*** Available data ***
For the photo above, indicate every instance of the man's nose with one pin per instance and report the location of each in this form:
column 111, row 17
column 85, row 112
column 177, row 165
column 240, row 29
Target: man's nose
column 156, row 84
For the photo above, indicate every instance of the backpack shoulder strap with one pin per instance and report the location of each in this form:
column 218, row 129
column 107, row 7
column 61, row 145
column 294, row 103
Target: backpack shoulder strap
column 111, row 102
*** End of Available data ***
Task description ▸ Give back only the lines from the one containing "column 218, row 129" through the final line of the entries above, exactly as written, both included.

Output below ▸
column 218, row 129
column 107, row 7
column 61, row 145
column 294, row 103
Target: backpack shoulder strap
column 111, row 102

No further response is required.